[SUPPLIED DATA]
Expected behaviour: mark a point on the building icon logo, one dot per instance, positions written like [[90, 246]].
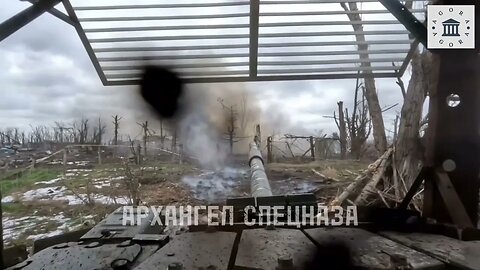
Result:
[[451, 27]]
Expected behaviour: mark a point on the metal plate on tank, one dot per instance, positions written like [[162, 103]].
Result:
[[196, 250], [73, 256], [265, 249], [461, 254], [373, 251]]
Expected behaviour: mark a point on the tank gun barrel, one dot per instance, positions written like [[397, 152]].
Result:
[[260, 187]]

...

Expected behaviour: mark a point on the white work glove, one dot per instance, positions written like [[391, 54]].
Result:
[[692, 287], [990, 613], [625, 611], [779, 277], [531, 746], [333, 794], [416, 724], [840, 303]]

[JOB] Reproduce the records from the line with "Expected behaviour: mark a point on the building" to the line with "[[260, 187]]", both included and requests kept, but multiply each point coordinate in the answers by 0.4 and round it to a whole number, with halves rounded up. Leave out the pictures.

[SOLUTION TO THIS PROBLEM]
Expected behaviour: mark a point on the building icon logo, one dot per instance, positions written like [[90, 246]].
Result:
[[180, 11]]
Expected behaviour: mark a point on the metal plate on tank, one dot per instance, positions written like [[162, 103]].
Result:
[[78, 100], [29, 102], [106, 100], [184, 102], [149, 100]]
Expected behaviour: mark a point on the tank gun barrel, one dot per instance, positions written like [[397, 152]].
Result:
[[104, 75]]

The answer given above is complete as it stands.